*** Recorded information Section Begins ***

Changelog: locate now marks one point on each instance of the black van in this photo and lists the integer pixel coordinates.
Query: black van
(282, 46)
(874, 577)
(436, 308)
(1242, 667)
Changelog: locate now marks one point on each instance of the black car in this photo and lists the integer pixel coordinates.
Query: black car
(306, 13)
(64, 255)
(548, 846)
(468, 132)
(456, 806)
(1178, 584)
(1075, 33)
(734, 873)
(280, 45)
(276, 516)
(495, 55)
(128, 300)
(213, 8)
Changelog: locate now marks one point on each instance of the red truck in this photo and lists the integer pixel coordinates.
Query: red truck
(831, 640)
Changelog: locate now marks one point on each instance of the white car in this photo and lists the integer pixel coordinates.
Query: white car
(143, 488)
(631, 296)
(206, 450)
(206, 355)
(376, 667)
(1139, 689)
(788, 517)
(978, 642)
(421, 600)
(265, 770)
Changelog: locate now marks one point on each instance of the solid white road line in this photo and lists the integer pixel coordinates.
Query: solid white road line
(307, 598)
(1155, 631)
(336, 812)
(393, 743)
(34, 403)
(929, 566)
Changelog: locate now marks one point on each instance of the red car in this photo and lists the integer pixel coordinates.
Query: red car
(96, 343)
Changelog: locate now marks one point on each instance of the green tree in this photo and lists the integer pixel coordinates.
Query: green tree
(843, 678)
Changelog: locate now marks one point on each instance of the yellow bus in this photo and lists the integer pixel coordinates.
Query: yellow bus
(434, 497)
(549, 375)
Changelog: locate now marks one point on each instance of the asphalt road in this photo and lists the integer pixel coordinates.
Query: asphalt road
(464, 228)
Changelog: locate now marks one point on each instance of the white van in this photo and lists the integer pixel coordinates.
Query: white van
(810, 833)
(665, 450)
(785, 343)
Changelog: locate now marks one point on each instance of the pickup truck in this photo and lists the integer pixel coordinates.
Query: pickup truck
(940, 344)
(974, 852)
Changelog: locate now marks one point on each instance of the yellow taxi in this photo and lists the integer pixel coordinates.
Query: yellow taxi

*** Recorded information Section Ends ***

Instructions for the task — Would you copy out each line of the records above where the word "taxi" occurs?

Finished task —
Changelog: locate now marks one point on each instance of the yellow taxi in this photo and lists the integer pixel coordinates.
Query: yellow taxi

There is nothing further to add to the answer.